Ce qu’un peu moins de gens savent, c’est que Jean-François est un good damn biker (un sacré motard), un bouffeur de bitume, un enrouleur de kilomètres.

Rien qu’en 2011 il a parcouru 35000km sur diverses motos dont … 2000km en Inde sur Royal Enfield (respect l’ancien).

J’ai la chance de connaître Jean-François et, il y a quelques temps alors que je lui avais adressé quelques photos de ma dernière sortie moto, il m’a fait l’immense plaisir de m’envoyer en retour un remarquable texte qu’il a rédigé suite à son périple en Inde.

Un pur moment de bonheur à lire avec délectation et qu’il m’a autorisé à diffuser.

Voici donc, par monsieur Jean-François Zorbrist, Motard éclairé, un :

PRÉCIS DE CODE DE LA ROUTE INDIEN, A USAGE DES « MOTOCYCLETTISTES »

ou

MANUEL DE SURVIE EN MILIEU D’AUTANT PLUS DANGEREUX QU’IL N’EST PAS HOSTILE, SOUVENT COURTOIS, VOIRE MEME LUDIQUE

Illustré de certains de ses propres daguerréotypes pris en situation et qui sera bien utile à tout motocycliste désireux d’aller rouler en Inde.

Bonne lecture, la bise.

L’Hervé, your Berrichon friend

Article 1

L’usage de l’avertisseur sonore est impératif

Article 2

Il est de coutume de rouler à GAUCHE sauf si :

a) l’état de la topographie,

b) l’état du revêtement de la chaussée,

c) l’état de la circulation,

imposent une autre solution :

1) rouler à droite,

2) rouler au milieu,

3) rouler dans le bas-côté,

4) rouler dans le bas-côté du bas-côté.

Article 3

Il n’y a pas d’article 3, ni 4, ni 5, ni….

Décrets d’application de l’article 1 :

Le SEUL cas où le conducteur est dispensé d’utiliser son avertisseur sonore est lorsqu’il a la certitude absolue d’être seul sur une voie de circulation déserte jusqu’à l’horizon (mais il est fortement recommandé de s’assurer de temps en temps que cet accessoire sécuritaire est toujours en état de fonctionner…).

Sinon, on se doit de klaxonner obligatoirement et impérativement dans TOUS les autres cas : dépassement, croisement, présence d’êtres vivants, mammifères bipèdes comme quadrupèdes à moins de 5 m de la chaussée, etc…

Concernant les mammifères il faut anticiper (anticiper = ante cepare = non pas penser avant mais prendre avant = prendre avant toute réaction potentielle du mammifère, la seule et unique décision qui assurera votre survie); anticiper donc les  réactions possibles des différentes espèces: chiens, chèvres, moutons, ânes, vaches, buffles, zébus, chameaux et  autres cochons, singes même, hommes et femmes enfin qui cheminent aux bords, sur, voire même au milieu de la chaussée.

Données enregistrées:
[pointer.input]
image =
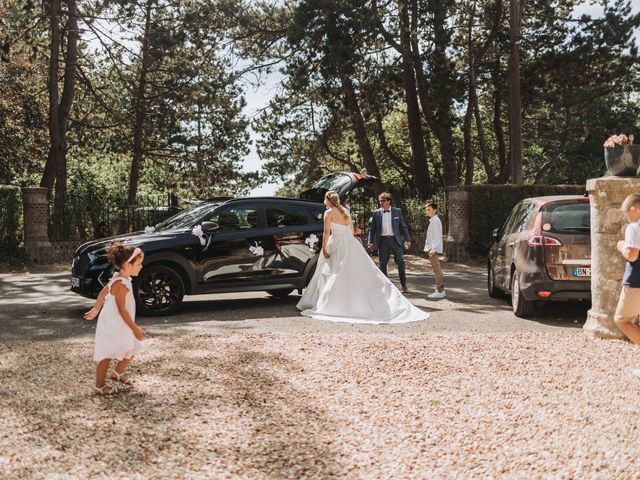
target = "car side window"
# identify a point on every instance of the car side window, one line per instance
(286, 216)
(509, 225)
(316, 214)
(525, 216)
(235, 217)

Consigne 1: Dans l'extrait sur le code de la route indien, relevez toutes les solutions que l'article 2 propose lorsque la conduite à gauche est impossible.
Consigne 2: Reprenez l'extrait sur le code de la route indien juste après sa dernière phrase.

Corrigé 1:
1) rouler à droite
2) rouler au milieu
3) rouler dans le bas-côté
4) rouler dans le bas-côté du bas-côté

Corrigé 2:
Il est à noter que deux espèces sont particulièrement imprévisibles, l’espèce humaine et les camélidés : les camélidés car leur faciès hautain, orgueilleux, et méprisant ne laisse que peu paraître leurs intentions ; quant à l’espèce humaine, elle semble s’être moins bien adaptée que l’animal au comportement fantasque et plein de fantaisie du conducteur moyen indien, en tout cas moins bien que le chien, qui regarde systématiquement à droite puis à gauche avant de traverser, et est le seul à s’arrêter, parfois même reculer quand il vous voit, alors que tous les autres mammifères continuent leur petit bonhomme de chemin quoi que vous fassiez.

Ceci étant on voit beaucoup de cadavres du meilleur ami de l’homme le long des routes, car il aime à dormir sur le macadam chaud. L’indien respectueux de toutes les formes de vies fera tout pour l’éviter, mais quand on double en troisième position…!!!

On constate que très rapidement le motard moyen développe une hyper vision proche de celle de Superman.

En effet en quelques jours de pratique de conduite d’un autre type, son œil arrive à intégrer dans le même instant, la présence des trois vaches en bordure de route à droite, le touk-touk et le camion qui arrivent en face, la moto avec 4 passagers devant, qui zigzague légèrement parce que le conducteur téléphone (si, si c’est possible en Inde), la nature et l’état du bas-côté, ultime refuge, et le troupeau de chèvres qui s’ébat au loin sur ce même bas-côté !

Cas particulier où il est impératif de klaxonner : quand en ville ou dans un village, la circulation est totalement bloquée dans un enchevêtrement de bus, camions, tracteurs, charrettes attelées à la gent asinienne ou camélidée, motos, vélos et autres touk-touks, tous engins imbriqués les uns dans les autres dans tous les sens.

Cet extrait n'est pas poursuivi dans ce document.